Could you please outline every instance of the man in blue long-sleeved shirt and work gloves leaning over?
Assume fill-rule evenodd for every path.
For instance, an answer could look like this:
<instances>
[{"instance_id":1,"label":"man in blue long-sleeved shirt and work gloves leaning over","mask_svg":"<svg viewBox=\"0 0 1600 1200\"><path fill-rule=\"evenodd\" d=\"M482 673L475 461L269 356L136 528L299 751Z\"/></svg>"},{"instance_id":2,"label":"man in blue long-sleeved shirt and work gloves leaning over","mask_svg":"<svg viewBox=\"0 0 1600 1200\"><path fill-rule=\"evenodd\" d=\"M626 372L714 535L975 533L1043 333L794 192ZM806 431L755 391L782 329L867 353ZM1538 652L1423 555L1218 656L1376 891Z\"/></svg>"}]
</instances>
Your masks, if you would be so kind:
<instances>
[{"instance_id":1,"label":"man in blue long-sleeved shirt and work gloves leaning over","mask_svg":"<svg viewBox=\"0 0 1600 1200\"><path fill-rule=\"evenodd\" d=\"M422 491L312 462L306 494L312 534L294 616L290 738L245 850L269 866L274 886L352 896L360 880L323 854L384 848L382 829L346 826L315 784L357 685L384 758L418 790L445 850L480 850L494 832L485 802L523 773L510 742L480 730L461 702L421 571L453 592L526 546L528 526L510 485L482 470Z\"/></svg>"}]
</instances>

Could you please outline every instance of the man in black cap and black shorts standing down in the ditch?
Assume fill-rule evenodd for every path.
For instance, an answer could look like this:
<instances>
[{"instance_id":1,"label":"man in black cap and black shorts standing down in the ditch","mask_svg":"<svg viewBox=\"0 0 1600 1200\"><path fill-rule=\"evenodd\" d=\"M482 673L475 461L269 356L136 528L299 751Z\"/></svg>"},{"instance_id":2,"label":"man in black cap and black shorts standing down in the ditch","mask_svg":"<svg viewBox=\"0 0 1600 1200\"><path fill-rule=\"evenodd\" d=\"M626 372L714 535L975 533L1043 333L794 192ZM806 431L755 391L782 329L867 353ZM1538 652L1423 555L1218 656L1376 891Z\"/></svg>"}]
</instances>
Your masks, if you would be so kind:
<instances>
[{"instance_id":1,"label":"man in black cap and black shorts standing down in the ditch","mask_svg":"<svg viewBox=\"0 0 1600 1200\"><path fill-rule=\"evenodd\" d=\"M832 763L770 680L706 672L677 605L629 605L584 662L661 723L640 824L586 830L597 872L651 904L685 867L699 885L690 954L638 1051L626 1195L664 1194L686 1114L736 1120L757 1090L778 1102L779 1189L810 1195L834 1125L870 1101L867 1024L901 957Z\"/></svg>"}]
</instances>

* * * *

- _Task to carry out_:
Retype each line of the listing exactly as it was given above.

- _Output of the exercise_:
Could you please outline every instance of the man in blue long-sleeved shirt and work gloves leaning over?
Assume fill-rule evenodd for every path.
For instance, an answer could look like this:
<instances>
[{"instance_id":1,"label":"man in blue long-sleeved shirt and work gloves leaning over","mask_svg":"<svg viewBox=\"0 0 1600 1200\"><path fill-rule=\"evenodd\" d=\"M482 673L475 461L269 356L136 528L299 751Z\"/></svg>"},{"instance_id":2,"label":"man in blue long-sleeved shirt and work gloves leaning over","mask_svg":"<svg viewBox=\"0 0 1600 1200\"><path fill-rule=\"evenodd\" d=\"M626 372L714 535L975 533L1043 333L794 192ZM806 431L755 391L782 329L867 353ZM1538 652L1423 555L1218 656L1376 891Z\"/></svg>"}]
</instances>
Your masks, if you would be so kind:
<instances>
[{"instance_id":1,"label":"man in blue long-sleeved shirt and work gloves leaning over","mask_svg":"<svg viewBox=\"0 0 1600 1200\"><path fill-rule=\"evenodd\" d=\"M422 491L312 462L306 494L312 534L294 616L290 738L245 850L269 866L274 886L352 896L360 880L323 854L384 848L382 829L346 826L315 784L357 685L384 758L418 790L445 850L480 850L494 832L485 802L523 773L510 742L480 730L461 702L421 571L453 592L526 546L528 526L510 485L482 470Z\"/></svg>"}]
</instances>

Could you please outline every instance of the man in black cap and black shorts standing down in the ditch?
Assume fill-rule evenodd for every path.
For instance, an answer could look like this:
<instances>
[{"instance_id":1,"label":"man in black cap and black shorts standing down in the ditch","mask_svg":"<svg viewBox=\"0 0 1600 1200\"><path fill-rule=\"evenodd\" d=\"M482 673L475 461L269 356L136 528L299 751Z\"/></svg>"},{"instance_id":2,"label":"man in black cap and black shorts standing down in the ditch","mask_svg":"<svg viewBox=\"0 0 1600 1200\"><path fill-rule=\"evenodd\" d=\"M626 372L714 535L975 533L1043 333L794 192ZM806 431L755 391L782 329L867 353ZM1538 652L1423 555L1218 656L1376 891Z\"/></svg>"}]
</instances>
Your masks, if you would be so kind:
<instances>
[{"instance_id":1,"label":"man in black cap and black shorts standing down in the ditch","mask_svg":"<svg viewBox=\"0 0 1600 1200\"><path fill-rule=\"evenodd\" d=\"M832 763L770 680L706 672L677 605L629 605L584 662L661 723L640 824L586 830L597 872L651 904L685 867L699 885L690 954L638 1051L626 1195L664 1194L686 1114L736 1120L757 1090L778 1102L779 1189L810 1195L834 1125L870 1101L867 1024L901 957Z\"/></svg>"}]
</instances>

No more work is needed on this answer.